Rewrite all of the lines below, putting "object" wherever "instance" appears and keeping everything else unchanged. Leave the pictures out of your answer.

···

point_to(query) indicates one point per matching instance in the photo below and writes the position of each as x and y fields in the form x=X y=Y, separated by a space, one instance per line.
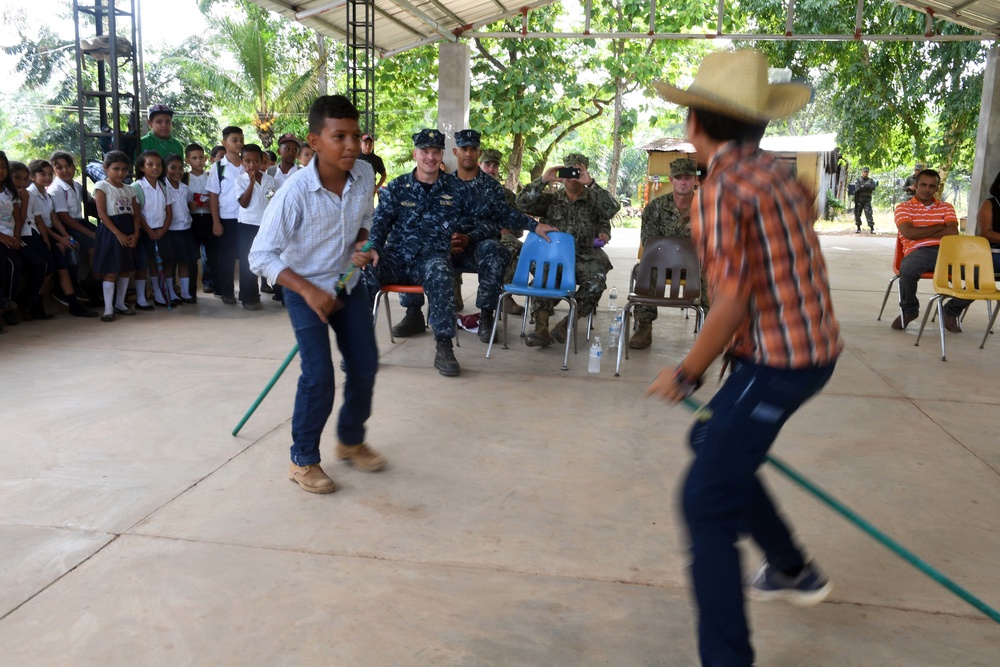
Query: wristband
x=687 y=384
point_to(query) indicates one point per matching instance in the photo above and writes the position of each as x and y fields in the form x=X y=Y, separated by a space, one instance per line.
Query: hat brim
x=783 y=100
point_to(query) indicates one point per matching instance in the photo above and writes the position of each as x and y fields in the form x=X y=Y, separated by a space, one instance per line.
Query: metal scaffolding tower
x=108 y=72
x=361 y=59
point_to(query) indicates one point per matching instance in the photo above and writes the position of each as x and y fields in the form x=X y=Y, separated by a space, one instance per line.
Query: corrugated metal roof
x=405 y=24
x=401 y=24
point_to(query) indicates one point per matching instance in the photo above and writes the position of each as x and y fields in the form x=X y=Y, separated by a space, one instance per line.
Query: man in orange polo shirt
x=772 y=317
x=922 y=222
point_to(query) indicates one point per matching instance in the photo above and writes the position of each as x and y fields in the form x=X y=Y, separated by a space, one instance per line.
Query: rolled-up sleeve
x=276 y=229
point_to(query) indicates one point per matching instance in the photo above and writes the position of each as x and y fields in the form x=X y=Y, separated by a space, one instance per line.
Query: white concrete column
x=454 y=81
x=986 y=163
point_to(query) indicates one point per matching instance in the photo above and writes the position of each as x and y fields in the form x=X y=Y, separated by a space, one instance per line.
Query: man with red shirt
x=922 y=222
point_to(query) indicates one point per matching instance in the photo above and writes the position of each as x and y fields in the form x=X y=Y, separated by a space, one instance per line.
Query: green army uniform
x=661 y=217
x=584 y=218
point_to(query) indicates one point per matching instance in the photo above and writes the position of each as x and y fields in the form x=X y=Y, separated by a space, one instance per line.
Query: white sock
x=140 y=293
x=121 y=285
x=109 y=296
x=157 y=294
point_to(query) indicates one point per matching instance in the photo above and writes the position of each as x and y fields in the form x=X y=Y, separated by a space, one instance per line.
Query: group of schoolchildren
x=153 y=230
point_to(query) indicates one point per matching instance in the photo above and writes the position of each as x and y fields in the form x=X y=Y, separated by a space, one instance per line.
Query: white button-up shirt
x=311 y=230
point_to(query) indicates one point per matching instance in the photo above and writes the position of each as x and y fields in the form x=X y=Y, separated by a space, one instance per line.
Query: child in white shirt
x=255 y=188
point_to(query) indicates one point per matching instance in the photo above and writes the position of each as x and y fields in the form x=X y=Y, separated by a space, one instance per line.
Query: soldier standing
x=863 y=189
x=667 y=215
x=584 y=209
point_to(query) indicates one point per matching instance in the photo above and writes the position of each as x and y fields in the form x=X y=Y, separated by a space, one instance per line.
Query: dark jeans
x=249 y=290
x=723 y=497
x=201 y=228
x=352 y=325
x=228 y=248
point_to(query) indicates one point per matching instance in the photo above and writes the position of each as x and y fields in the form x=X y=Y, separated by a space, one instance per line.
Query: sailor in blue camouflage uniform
x=584 y=209
x=489 y=163
x=425 y=221
x=485 y=257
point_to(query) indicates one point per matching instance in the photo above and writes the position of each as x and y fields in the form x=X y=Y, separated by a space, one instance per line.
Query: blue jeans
x=723 y=497
x=352 y=326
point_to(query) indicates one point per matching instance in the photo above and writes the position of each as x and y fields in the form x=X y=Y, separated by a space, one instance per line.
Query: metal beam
x=408 y=6
x=737 y=36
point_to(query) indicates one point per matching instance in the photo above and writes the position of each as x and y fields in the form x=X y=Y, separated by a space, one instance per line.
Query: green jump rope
x=868 y=528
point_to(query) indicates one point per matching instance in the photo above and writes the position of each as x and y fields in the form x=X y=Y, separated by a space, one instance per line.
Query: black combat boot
x=445 y=360
x=411 y=325
x=485 y=325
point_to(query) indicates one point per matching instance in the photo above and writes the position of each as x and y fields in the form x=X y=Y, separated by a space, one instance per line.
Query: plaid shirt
x=918 y=215
x=752 y=223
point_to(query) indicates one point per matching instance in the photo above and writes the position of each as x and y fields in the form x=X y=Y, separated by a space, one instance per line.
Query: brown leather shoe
x=899 y=323
x=311 y=478
x=362 y=456
x=952 y=324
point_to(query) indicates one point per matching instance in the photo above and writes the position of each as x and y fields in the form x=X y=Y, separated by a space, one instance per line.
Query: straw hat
x=735 y=84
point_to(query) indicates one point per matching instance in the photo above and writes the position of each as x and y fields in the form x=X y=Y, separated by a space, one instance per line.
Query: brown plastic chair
x=668 y=276
x=897 y=260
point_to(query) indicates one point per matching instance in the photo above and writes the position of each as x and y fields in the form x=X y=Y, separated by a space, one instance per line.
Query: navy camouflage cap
x=467 y=138
x=684 y=166
x=157 y=109
x=428 y=138
x=491 y=155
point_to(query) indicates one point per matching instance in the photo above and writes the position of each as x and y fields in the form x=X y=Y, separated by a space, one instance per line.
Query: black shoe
x=485 y=325
x=411 y=325
x=445 y=360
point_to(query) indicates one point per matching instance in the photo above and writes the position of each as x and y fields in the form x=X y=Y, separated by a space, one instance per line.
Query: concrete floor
x=528 y=516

···

## Worked answer
point_to(query) indicates one point per matching object in the photo below and writes the position of each as x and y fields in the form x=X y=Y, separated by a space, one object per line.
Query: wristband
x=687 y=384
point_to(query) indicates one point per matching object in the photo above and writes the position of each as x and y fields in the form x=X y=Y, separated by a space, one object per line.
Query: hat brim
x=783 y=100
point_to(query) indicates one point per matching object in the photo above and writes the position of each as x and y fields in the form x=X y=Y, separated by a space, one object per line.
Query: metal scaffolding tower
x=108 y=72
x=361 y=59
point_to(query) indicates one point per matching object in the photo above and writes the position of each as x and y fields in the form x=X y=Y, separated by a space, one object per line.
Query: corrugated metal roof
x=405 y=24
x=401 y=24
point_to(query) indicates one point per matching object in the photo above and writes the position of each as x and y fields in the form x=X y=Y, separated by a space, one object per line.
Query: man in orange polo shirt
x=772 y=317
x=922 y=222
point_to(query) indicates one point per matching object in the photo above and writes the position of each as x and y fields in the form x=X y=Y, separated by a space, one object per line.
Query: rolled-up sleeve
x=276 y=229
point_to(query) indicates one point per matching object in the photo above and writes the position of each as x and y fields in the form x=X y=Y, separated by a space, one object per line.
Query: white concrete column
x=454 y=81
x=986 y=163
point_to(query) indicates one point per matching object in the photo above and writes the position of each as x and y fields in the form x=X y=Y, separated by a space, one object per line.
Query: man with red shirt
x=922 y=222
point_to(query) indicates one point per matching object in the photo above and writes the position of each as x and y fields in the form x=X y=Y, separated by a space, one object per line.
Query: green army uniform
x=661 y=217
x=584 y=218
point_to(query) indicates one point per matching object in the photo above and writes the position of each as x and y fields in the form x=X y=Y, separated by a space, one object per line.
Query: white sock
x=140 y=293
x=121 y=285
x=109 y=296
x=157 y=294
point_to(query) indicates one point per matching object in the photo above and writes the position of each as x and y fields in the form x=X y=Y, separated by a space, one object per line.
Query: group of schoolchildren
x=153 y=230
point_to(query) indicates one point per matching object in the photo above and writes the position of each as x and y fields in the form x=X y=Y, separated by a space, one object per line.
Query: white button-up shirt
x=311 y=230
point_to(query) indicates one point per matching object in the photo above and writes the position of each as x and y fields in the form x=X y=Y, separated by a space, one object per line.
Query: child in white shirt
x=255 y=188
point_to(query) indicates one point per matching object in the photo above and writes the position of each as x and y fields in the form x=X y=Y, separated by a space, one object per line.
Query: soldier standing
x=863 y=189
x=667 y=215
x=584 y=209
point_to(query) indicates one point per matching object in the photo above and writes the position of each as x and y fields in the form x=X y=Y, separated by a space, one object per line.
Query: dark jeans
x=249 y=290
x=723 y=497
x=201 y=228
x=352 y=325
x=228 y=248
point_to(query) indicates one point per matching object in the photo above and writes the position of each as x and y fields in the form x=X y=Y, separated by a space, one object per line.
Query: sailor in blue camouflage uniform
x=584 y=209
x=489 y=163
x=425 y=221
x=485 y=257
point_to(query) indicates one point per matching object in the photo above and writes the position of each as x and y fields in the form x=X y=Y, separated by a space, one object per line.
Query: blue jeans
x=723 y=497
x=352 y=326
point_to(query) indicates one point per matching object in the photo above and writes the position of each as x and y fields in the form x=X y=Y, separated by a space, one object per line.
Query: metal beam
x=408 y=6
x=737 y=36
point_to(query) indicates one point per matching object in the photo above and writes the position of each as x and y fields in the form x=X y=Y, separated by a space, one object per line.
Query: green jump rope
x=868 y=528
point_to(query) indicates one point per matching object in the photo above and writes the position of each as x and y fields in the form x=X y=Y, separated by a space, one object per line.
Query: black combat boot
x=445 y=360
x=411 y=325
x=485 y=325
point_to(query) indicates one point per matching object in the photo above and writes the position of each as x and y fields in the form x=X y=Y, separated by a space, one object per line.
Query: plaid shirt
x=918 y=215
x=752 y=223
point_to(query) indicates one point per matching object in the photo above and writes the position of each as x and y fields in the form x=X y=Y, separated by a space, one object per line.
Query: brown leather shoe
x=899 y=323
x=311 y=478
x=362 y=456
x=952 y=324
point_to(query) indicates one point per matching object in the photo above and writes the position of each as x and y fields in the form x=X y=Y, separated by a space, one object per line.
Query: straw hat
x=735 y=84
point_to(query) indicates one point per matching object in the photo above and writes the position of each as x and y fields in the form x=X y=Y, separated by a space, one object per line.
Query: brown plastic chair
x=668 y=276
x=897 y=260
point_to(query) indicates one point per matching object in the photo above and writes the position of each as x and y fields in the form x=X y=Y, separated by a space, one object per line.
Query: navy camouflage cap
x=467 y=138
x=684 y=166
x=157 y=109
x=428 y=138
x=491 y=155
point_to(query) indicates one point per matching object in the photo above and writes the position of each as x and y fields in the form x=X y=Y, separated by a space, one object per line.
Query: black shoe
x=485 y=325
x=411 y=325
x=445 y=360
point_to(query) indicates one point per matching object in the photo above and writes the position of each as x and y fields in the form x=X y=Y, separated by a space, one object per line.
Query: concrete floor
x=528 y=516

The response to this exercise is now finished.